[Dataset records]

>>>

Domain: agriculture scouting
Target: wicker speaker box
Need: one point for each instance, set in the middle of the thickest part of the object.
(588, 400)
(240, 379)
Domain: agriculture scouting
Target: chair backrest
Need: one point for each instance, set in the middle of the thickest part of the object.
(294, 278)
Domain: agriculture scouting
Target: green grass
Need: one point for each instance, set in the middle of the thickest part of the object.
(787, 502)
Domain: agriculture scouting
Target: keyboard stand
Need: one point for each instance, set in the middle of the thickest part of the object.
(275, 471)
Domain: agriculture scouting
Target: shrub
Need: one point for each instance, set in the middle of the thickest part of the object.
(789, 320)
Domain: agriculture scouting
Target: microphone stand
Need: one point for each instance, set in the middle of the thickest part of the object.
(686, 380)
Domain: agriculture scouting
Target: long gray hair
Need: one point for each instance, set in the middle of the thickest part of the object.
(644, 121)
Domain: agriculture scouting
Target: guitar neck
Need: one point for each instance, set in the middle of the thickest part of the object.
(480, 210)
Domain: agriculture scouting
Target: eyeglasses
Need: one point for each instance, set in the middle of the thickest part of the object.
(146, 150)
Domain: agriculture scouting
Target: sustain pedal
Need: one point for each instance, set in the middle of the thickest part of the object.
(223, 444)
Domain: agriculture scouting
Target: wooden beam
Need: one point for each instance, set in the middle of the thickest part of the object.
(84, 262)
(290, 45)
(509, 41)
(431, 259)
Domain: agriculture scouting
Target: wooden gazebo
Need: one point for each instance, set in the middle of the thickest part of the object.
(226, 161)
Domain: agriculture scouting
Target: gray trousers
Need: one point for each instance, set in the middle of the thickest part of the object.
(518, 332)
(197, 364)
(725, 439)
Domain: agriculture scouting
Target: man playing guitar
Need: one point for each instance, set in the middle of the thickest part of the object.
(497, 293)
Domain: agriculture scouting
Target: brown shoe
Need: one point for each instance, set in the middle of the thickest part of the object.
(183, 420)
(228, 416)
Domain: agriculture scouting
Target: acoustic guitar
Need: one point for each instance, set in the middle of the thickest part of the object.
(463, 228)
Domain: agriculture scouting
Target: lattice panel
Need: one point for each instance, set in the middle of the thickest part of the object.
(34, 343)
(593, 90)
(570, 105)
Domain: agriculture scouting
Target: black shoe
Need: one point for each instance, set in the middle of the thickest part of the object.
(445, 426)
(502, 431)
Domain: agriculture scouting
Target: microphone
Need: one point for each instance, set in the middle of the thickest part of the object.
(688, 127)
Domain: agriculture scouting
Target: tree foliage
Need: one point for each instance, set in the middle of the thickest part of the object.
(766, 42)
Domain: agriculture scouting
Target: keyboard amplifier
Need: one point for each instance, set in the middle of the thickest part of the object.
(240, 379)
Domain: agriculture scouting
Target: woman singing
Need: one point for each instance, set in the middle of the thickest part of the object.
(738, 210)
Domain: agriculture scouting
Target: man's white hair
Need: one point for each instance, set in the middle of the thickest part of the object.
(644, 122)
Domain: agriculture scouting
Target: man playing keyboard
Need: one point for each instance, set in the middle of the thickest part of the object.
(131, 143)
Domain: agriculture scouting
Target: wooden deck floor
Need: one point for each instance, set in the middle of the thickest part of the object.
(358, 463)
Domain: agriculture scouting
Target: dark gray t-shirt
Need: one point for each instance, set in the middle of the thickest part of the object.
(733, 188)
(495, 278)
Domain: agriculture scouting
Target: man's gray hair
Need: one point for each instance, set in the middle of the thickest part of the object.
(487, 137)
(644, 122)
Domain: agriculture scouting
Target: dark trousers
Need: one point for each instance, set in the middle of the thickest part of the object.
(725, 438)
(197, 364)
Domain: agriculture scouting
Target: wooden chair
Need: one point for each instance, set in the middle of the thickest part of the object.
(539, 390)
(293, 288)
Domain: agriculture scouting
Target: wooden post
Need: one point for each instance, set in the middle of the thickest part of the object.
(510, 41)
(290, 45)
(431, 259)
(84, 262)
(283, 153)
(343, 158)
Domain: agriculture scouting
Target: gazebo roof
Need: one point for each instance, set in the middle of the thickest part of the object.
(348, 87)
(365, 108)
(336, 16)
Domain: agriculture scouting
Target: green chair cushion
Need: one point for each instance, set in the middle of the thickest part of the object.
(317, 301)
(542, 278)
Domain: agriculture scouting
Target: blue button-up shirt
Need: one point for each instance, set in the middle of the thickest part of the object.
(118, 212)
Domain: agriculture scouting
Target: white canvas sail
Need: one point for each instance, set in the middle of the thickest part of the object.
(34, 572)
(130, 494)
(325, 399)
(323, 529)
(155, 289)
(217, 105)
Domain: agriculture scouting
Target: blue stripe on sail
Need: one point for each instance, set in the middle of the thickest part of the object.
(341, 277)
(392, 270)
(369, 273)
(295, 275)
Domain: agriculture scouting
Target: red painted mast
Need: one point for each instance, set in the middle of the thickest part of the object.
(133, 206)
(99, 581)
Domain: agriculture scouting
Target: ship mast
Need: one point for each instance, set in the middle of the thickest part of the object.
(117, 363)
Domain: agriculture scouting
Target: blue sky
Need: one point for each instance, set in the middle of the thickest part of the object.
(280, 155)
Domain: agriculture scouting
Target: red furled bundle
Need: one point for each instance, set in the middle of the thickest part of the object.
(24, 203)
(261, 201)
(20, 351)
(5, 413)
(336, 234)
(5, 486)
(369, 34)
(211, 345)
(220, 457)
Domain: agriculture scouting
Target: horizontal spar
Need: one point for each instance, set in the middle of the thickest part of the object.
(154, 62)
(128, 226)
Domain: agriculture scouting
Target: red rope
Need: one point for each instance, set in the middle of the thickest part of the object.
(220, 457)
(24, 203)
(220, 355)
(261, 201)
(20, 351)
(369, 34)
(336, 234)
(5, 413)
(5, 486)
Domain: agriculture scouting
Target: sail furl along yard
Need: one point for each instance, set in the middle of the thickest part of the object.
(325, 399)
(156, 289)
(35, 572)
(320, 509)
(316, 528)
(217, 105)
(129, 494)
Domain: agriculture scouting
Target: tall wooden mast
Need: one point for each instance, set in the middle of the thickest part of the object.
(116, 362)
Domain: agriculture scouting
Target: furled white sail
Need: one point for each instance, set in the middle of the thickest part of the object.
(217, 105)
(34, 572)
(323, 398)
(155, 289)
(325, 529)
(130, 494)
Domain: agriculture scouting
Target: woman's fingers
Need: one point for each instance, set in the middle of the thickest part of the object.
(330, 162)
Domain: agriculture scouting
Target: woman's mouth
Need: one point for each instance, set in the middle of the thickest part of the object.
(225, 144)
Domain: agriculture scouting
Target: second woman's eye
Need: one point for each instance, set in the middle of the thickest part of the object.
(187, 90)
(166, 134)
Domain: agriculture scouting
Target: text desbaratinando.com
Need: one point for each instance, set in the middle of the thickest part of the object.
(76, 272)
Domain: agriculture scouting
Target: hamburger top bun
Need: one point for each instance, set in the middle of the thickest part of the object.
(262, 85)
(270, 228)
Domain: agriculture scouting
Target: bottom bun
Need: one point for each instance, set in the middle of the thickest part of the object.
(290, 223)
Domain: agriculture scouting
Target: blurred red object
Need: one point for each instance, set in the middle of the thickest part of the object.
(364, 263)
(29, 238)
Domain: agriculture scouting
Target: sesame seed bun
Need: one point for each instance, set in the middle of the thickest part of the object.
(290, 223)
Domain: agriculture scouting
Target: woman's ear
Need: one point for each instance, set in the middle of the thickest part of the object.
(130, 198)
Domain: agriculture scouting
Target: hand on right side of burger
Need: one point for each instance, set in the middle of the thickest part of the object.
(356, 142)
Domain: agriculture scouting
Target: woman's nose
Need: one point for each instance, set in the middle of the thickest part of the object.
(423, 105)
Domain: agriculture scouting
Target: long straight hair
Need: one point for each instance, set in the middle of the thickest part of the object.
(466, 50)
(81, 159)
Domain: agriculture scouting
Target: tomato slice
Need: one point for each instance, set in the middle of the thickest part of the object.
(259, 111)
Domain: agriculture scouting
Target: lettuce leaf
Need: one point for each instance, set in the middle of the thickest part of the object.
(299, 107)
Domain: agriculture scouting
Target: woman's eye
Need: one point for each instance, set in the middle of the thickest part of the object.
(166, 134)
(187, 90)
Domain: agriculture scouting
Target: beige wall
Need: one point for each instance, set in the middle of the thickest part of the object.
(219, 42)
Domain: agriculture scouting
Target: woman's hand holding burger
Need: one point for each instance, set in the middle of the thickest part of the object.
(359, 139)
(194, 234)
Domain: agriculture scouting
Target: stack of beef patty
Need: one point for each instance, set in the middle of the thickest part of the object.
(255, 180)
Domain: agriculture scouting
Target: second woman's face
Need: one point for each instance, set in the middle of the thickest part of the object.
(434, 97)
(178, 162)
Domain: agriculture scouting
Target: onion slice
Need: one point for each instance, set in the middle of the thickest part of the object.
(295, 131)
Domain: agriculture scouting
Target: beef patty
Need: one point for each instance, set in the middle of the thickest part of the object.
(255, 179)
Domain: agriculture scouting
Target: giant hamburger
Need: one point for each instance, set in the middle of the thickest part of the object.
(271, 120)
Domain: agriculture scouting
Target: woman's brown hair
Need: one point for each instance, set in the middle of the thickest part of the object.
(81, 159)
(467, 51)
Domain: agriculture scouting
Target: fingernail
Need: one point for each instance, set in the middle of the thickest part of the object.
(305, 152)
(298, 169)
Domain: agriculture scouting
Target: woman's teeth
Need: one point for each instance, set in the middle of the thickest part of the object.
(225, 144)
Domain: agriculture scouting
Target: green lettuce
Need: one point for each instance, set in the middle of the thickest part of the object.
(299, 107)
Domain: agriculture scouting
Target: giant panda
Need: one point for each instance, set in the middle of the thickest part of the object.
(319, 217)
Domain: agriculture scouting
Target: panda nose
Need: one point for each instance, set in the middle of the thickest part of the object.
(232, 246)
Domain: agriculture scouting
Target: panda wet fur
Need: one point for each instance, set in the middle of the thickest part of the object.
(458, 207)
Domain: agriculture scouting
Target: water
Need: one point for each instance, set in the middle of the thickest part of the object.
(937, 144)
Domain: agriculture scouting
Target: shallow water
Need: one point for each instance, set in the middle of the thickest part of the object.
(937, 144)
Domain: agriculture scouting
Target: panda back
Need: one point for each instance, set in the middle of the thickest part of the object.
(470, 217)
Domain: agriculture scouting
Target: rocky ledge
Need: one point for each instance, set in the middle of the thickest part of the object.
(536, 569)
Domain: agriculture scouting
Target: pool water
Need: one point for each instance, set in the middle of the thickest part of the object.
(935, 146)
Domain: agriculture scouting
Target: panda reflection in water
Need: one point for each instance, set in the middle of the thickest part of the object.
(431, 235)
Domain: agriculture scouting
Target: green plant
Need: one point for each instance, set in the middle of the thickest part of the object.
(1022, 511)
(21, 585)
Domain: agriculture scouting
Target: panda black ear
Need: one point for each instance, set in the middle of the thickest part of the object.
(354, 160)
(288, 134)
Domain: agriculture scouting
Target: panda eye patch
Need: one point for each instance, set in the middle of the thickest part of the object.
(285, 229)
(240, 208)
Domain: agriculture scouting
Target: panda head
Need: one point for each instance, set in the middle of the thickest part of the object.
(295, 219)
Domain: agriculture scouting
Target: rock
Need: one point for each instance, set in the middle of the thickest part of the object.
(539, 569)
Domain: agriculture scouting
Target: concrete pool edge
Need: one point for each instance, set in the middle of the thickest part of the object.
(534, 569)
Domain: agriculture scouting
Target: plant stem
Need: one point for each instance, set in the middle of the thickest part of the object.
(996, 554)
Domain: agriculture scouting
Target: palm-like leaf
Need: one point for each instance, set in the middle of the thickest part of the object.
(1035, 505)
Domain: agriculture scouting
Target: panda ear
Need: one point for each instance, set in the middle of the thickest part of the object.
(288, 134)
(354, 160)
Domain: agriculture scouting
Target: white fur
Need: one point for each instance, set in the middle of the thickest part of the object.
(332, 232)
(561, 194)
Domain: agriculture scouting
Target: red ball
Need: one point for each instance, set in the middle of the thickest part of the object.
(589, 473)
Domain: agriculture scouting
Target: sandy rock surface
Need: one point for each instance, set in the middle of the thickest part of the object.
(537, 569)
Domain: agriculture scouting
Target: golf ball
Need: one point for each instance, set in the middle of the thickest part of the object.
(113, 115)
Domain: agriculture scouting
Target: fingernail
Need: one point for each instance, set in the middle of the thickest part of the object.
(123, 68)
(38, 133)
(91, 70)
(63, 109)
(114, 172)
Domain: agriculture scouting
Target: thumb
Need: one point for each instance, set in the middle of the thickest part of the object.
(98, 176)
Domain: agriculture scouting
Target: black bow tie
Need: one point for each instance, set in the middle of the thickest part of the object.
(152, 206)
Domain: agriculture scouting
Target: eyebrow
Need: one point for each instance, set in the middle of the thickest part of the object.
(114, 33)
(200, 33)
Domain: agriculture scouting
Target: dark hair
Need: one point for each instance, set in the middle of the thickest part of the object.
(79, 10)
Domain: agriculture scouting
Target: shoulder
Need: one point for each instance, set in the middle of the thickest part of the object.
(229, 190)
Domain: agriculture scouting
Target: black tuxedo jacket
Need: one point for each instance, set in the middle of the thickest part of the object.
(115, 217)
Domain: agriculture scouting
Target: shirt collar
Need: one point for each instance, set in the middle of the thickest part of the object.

<<<

WHAT NEEDS TO BE DONE –
Please locate every line above that contains the string "sail" and copy each one out in full. Matches must have the same case.

TASK SOLUTION –
Target: white canvas sail
Target: blue stripe on sail
Target: sail furl along yard
Target: furled white sail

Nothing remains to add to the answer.